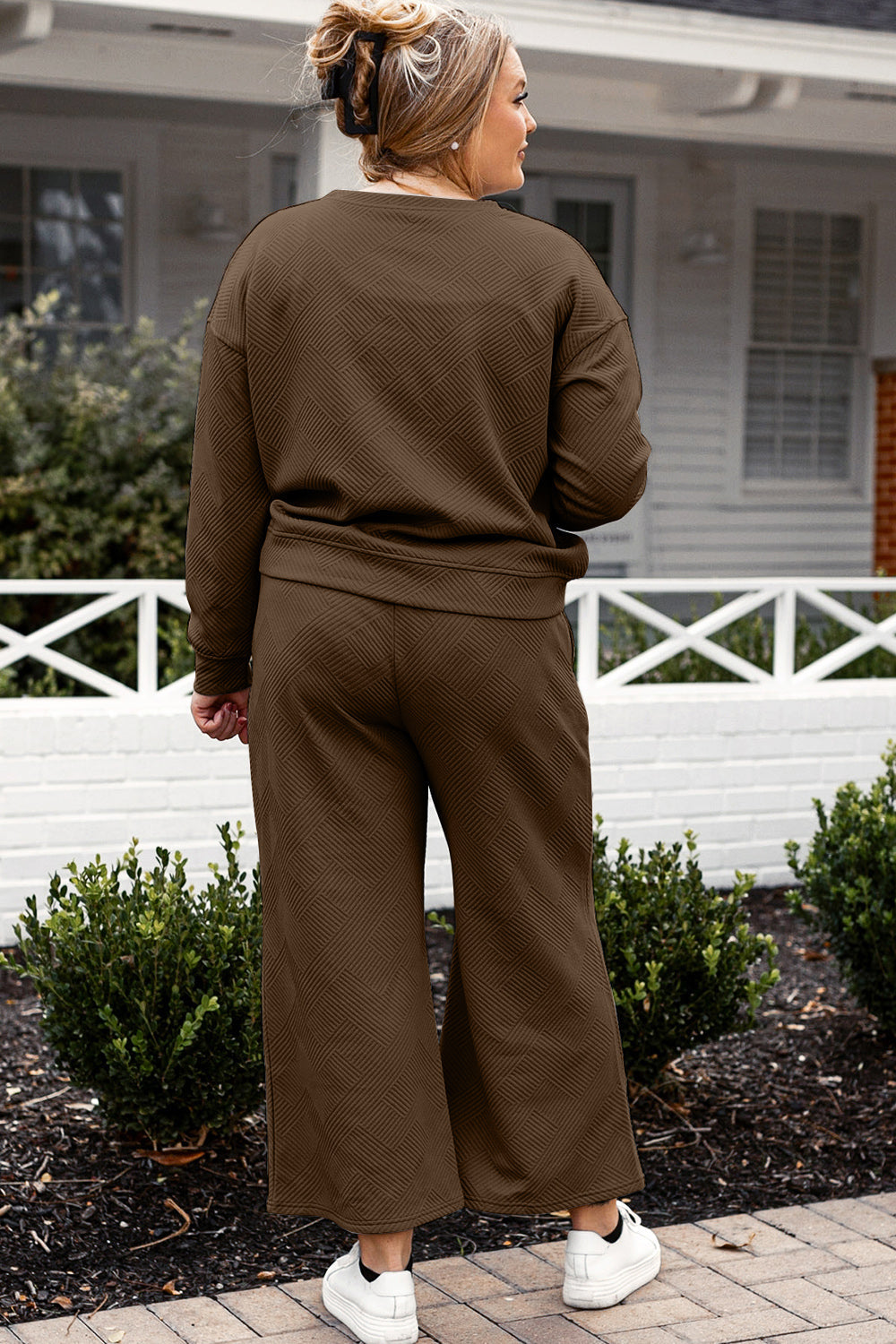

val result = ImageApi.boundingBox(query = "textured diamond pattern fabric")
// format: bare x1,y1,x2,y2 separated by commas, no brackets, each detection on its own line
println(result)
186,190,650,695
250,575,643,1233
··········
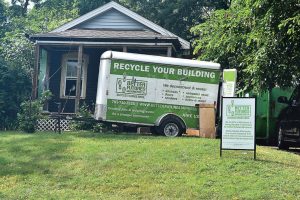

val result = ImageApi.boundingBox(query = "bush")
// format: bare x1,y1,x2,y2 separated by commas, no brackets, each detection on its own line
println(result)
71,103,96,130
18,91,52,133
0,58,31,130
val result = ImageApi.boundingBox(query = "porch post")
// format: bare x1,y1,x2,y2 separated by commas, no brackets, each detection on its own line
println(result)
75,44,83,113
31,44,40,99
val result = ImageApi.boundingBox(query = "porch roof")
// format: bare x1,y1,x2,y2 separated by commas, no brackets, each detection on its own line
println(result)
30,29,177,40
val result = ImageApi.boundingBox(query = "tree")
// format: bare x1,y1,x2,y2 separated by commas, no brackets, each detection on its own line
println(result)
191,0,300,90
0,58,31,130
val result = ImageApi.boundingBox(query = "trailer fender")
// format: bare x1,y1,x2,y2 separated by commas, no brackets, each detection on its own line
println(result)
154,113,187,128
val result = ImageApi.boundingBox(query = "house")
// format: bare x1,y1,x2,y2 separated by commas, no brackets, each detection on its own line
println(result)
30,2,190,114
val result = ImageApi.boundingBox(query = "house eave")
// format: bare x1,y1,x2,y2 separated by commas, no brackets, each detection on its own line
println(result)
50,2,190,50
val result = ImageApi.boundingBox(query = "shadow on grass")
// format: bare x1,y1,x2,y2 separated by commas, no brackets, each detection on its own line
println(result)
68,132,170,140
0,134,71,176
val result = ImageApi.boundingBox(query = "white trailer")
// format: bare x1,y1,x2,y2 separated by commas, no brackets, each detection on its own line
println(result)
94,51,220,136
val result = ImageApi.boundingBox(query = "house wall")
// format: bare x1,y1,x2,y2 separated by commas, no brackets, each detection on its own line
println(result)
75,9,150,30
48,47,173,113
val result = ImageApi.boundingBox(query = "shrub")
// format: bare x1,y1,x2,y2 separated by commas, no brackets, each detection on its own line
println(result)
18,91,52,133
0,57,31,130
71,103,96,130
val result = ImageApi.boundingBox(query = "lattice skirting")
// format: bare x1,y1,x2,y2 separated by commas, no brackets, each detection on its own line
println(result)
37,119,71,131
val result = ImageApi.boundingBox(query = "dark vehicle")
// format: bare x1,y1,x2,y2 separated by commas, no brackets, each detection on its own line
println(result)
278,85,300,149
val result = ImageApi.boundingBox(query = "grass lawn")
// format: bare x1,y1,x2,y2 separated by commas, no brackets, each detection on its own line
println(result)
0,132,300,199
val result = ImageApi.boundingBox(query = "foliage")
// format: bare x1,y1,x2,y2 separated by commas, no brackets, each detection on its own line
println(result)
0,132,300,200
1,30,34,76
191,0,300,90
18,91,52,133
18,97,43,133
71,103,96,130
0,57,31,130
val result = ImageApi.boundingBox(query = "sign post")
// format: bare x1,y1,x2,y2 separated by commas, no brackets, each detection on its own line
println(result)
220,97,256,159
··········
**Exercise details:** Report every one of the lines above that contains the string "grass", matching case exactly.

**Output for this task:**
val result = ImageApi.boundingBox(query = "shadow on grass")
val result = ImageApi.boundingBox(query = "grass lawn")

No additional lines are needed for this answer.